■ **Your assignment**
Look through the entries below and show every line containing the word "audit".

■ **Data**

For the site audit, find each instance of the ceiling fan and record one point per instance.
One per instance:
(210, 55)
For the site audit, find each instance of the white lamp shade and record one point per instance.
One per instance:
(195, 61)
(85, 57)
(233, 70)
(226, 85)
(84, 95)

■ **Reply**
For the site audit, find each instance of the ceiling fan and record one point per instance.
For the site audit, find each instance of the white lamp shade and record one point per instance.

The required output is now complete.